#### EXERCISE BRIEF:
Reproduce the line that holds "the white window" together with all the lines after it up to the end of the entries.

#### STORED RECORDS:
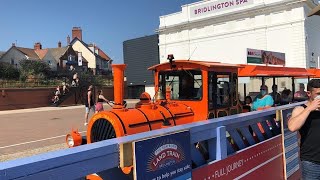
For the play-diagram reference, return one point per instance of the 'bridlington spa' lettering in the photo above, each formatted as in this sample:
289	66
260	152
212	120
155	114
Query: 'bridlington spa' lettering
218	6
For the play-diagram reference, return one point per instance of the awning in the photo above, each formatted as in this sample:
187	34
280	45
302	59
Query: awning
316	72
272	71
315	11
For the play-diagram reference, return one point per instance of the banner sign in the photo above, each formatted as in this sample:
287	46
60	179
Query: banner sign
290	147
216	6
164	157
265	57
260	161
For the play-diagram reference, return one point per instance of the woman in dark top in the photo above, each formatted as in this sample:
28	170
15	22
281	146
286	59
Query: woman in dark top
89	103
100	100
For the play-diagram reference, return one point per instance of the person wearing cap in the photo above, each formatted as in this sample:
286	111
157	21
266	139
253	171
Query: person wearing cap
263	100
275	95
301	93
305	118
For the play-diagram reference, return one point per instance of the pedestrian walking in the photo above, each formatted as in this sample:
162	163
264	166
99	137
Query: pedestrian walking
306	120
89	104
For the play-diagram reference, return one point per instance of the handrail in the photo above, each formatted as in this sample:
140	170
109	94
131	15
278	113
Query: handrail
87	159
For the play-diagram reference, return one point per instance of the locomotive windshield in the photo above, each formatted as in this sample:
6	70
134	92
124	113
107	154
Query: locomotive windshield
184	84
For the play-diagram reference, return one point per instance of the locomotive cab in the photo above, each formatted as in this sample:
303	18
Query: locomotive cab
209	88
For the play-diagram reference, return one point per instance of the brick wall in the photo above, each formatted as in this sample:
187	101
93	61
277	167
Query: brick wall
22	98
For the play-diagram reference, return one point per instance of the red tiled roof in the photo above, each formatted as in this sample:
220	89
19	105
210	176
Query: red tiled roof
102	54
29	52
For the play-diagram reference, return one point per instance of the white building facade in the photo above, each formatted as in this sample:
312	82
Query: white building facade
222	31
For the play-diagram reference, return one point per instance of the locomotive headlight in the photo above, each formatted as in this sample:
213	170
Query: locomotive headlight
70	141
73	139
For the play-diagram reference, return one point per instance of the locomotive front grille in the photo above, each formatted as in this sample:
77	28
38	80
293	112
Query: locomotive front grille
102	130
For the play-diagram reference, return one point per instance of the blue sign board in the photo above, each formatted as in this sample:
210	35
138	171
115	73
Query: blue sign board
164	157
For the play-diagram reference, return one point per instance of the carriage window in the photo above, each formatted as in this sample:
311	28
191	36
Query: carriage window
184	84
219	90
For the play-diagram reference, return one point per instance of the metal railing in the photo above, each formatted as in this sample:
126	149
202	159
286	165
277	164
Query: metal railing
222	137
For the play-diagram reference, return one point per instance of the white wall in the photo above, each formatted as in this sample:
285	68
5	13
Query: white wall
225	39
312	27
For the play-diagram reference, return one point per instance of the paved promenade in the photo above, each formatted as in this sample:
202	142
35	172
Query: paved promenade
32	131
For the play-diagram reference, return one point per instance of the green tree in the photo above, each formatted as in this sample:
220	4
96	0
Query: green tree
33	68
7	71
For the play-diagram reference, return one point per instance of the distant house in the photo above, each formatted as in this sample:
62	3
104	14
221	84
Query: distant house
15	54
57	58
98	61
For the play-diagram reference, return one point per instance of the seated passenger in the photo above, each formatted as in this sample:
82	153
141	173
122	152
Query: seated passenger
247	104
275	95
286	97
263	100
301	94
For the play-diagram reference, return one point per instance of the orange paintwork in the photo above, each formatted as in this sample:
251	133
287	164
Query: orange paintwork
272	71
147	115
77	139
118	83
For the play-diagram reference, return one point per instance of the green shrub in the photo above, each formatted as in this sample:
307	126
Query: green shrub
7	71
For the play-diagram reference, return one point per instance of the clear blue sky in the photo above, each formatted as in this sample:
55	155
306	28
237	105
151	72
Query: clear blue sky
105	22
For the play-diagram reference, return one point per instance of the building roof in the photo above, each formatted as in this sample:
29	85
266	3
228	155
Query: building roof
29	52
41	53
101	53
180	64
58	52
83	59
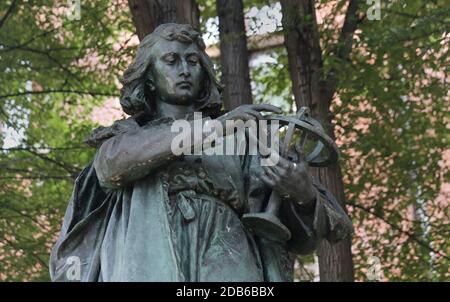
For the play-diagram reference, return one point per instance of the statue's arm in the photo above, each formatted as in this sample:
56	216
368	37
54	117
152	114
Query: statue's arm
132	155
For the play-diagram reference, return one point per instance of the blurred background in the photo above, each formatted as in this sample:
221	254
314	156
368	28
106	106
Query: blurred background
374	72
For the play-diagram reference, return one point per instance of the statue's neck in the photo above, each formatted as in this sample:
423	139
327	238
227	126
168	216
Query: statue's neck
173	111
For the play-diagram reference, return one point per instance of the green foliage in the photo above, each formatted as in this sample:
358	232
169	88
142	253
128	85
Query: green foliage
53	72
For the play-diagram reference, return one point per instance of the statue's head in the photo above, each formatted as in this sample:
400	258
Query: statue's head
171	66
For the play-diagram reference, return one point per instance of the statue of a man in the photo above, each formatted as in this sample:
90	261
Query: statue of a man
140	213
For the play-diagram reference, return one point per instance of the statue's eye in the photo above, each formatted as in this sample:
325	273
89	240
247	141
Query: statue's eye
170	58
193	60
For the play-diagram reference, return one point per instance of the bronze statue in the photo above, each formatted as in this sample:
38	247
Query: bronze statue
140	213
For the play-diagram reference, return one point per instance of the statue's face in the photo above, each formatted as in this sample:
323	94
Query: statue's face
176	72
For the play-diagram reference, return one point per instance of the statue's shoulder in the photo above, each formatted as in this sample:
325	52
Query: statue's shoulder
101	134
128	125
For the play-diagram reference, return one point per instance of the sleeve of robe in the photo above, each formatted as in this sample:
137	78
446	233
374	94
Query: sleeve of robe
74	256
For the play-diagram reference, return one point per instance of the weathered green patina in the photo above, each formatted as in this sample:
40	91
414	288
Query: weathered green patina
140	213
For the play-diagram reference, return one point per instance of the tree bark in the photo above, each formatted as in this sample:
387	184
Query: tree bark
233	54
313	89
148	14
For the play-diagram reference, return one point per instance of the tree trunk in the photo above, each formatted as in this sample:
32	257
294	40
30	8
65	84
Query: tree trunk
233	54
148	14
310	89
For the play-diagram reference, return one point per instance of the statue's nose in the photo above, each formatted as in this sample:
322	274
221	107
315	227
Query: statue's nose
184	69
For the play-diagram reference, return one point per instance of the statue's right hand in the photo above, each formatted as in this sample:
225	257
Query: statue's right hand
247	112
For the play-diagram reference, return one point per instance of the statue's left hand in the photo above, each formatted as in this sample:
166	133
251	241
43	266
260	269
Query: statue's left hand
291	180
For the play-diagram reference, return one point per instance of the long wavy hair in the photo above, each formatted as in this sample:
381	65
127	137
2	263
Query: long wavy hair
136	99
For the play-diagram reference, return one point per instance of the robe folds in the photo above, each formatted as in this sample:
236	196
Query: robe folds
183	223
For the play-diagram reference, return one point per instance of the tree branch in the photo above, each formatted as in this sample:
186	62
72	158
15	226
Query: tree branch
344	45
8	13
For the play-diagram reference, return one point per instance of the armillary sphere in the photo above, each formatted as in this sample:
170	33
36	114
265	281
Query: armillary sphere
304	137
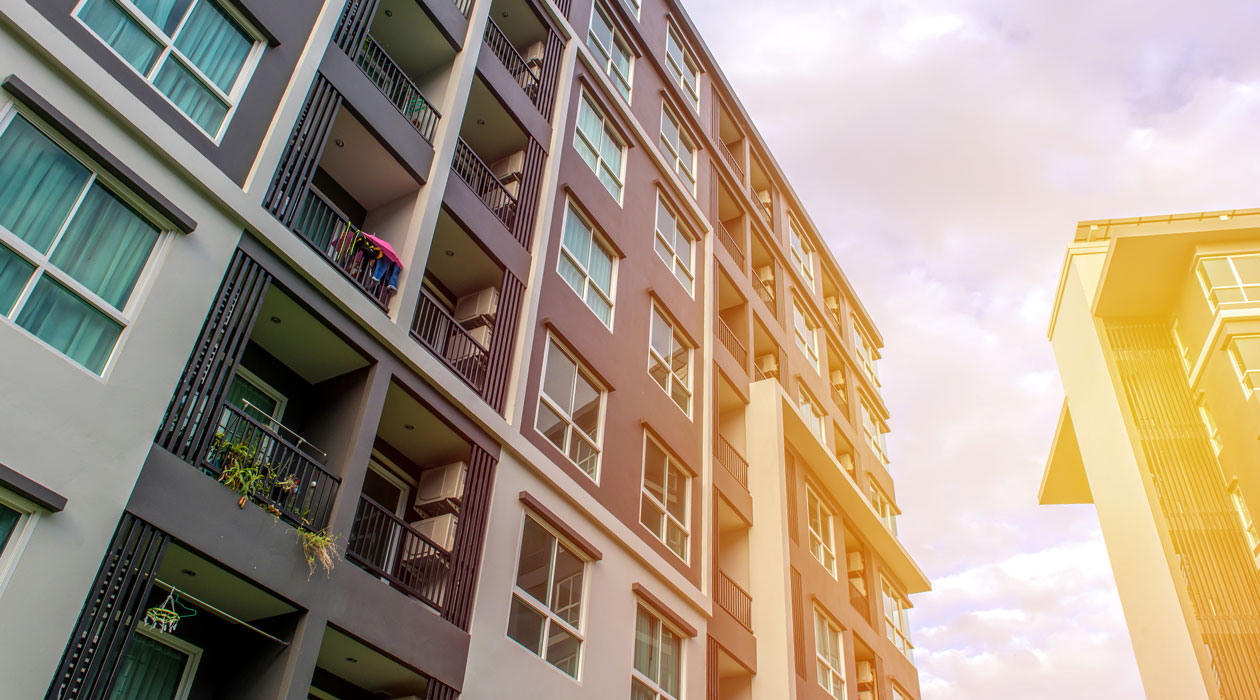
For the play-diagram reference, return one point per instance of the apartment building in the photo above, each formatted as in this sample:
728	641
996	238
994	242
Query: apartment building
423	349
1157	336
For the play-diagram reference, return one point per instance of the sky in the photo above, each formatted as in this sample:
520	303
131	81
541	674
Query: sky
946	150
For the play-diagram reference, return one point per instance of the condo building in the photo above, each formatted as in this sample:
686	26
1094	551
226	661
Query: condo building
423	349
1157	334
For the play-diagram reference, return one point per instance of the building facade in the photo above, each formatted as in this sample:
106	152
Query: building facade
1156	334
423	349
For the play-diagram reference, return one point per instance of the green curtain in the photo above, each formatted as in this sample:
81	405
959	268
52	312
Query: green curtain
150	671
38	184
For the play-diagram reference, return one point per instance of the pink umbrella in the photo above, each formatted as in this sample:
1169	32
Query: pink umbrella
384	248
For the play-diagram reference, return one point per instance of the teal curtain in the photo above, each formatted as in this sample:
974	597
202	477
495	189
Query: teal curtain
69	325
214	43
106	246
150	671
38	184
116	28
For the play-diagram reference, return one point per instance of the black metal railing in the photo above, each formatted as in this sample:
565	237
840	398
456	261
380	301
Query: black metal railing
386	545
528	76
398	87
343	244
279	475
485	184
444	336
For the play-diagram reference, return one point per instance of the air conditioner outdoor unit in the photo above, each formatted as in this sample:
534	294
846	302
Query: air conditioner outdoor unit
481	302
440	484
440	530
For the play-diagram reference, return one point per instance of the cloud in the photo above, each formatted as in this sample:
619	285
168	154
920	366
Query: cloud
945	149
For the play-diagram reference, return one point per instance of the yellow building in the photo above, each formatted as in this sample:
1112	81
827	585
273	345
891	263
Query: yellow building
1156	329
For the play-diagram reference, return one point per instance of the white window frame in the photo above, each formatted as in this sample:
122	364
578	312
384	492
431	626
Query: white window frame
675	336
555	344
544	609
606	131
597	241
28	516
829	633
684	168
43	265
896	618
232	98
689	64
605	53
823	539
662	625
672	465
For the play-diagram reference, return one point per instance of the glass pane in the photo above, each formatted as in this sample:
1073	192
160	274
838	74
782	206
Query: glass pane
38	184
214	43
116	28
563	650
69	325
526	626
536	560
106	246
190	96
14	273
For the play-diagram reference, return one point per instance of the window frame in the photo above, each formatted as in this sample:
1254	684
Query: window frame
597	241
577	632
581	373
232	98
675	465
42	262
827	519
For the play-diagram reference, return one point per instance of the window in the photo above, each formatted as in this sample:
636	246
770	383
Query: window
197	53
678	147
72	251
570	409
669	360
1245	354
1230	278
683	67
822	530
812	413
611	48
665	497
829	649
896	620
807	334
873	431
658	660
599	146
1249	525
587	265
547	601
674	244
801	252
156	666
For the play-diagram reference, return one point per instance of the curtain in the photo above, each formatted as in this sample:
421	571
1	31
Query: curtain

#### TASK ANSWER:
For the play-diagram reference, return one point per instance of the white window frame in the photo above, each formatted as in this sample:
122	364
578	312
384	492
431	626
Query: white window frame
675	336
555	344
544	609
606	131
597	241
28	516
829	633
684	168
43	265
896	618
232	98
689	64
605	53
823	539
662	625
672	465
For the play-diagram reference, return one point per instance of the glass pane in the photo above, each formatted as in this sample:
1073	192
160	274
838	74
782	206
Query: glass pane
38	184
214	43
116	28
563	650
69	325
526	626
536	560
106	246
190	96
14	273
For the play-diagram reference, return one point per instance of the window frame in the photo above, each formatted as in this sample:
1254	684
Query: window frame
597	241
577	632
581	373
232	98
675	465
42	262
827	519
For the play-diagram reference, return one point per instance of the window in the photo above, each formatted as in this sample:
636	246
770	383
Query: window
197	53
678	147
72	251
570	409
669	360
1245	354
1230	278
683	67
822	530
812	413
611	48
665	497
829	649
896	620
807	334
873	431
658	660
599	146
1249	525
587	265
547	601
674	244
801	252
156	666
For the play-diagram reference, return one point per instance of the curtain in the photo above, each formatted as in this sample:
421	571
1	31
Query: curtain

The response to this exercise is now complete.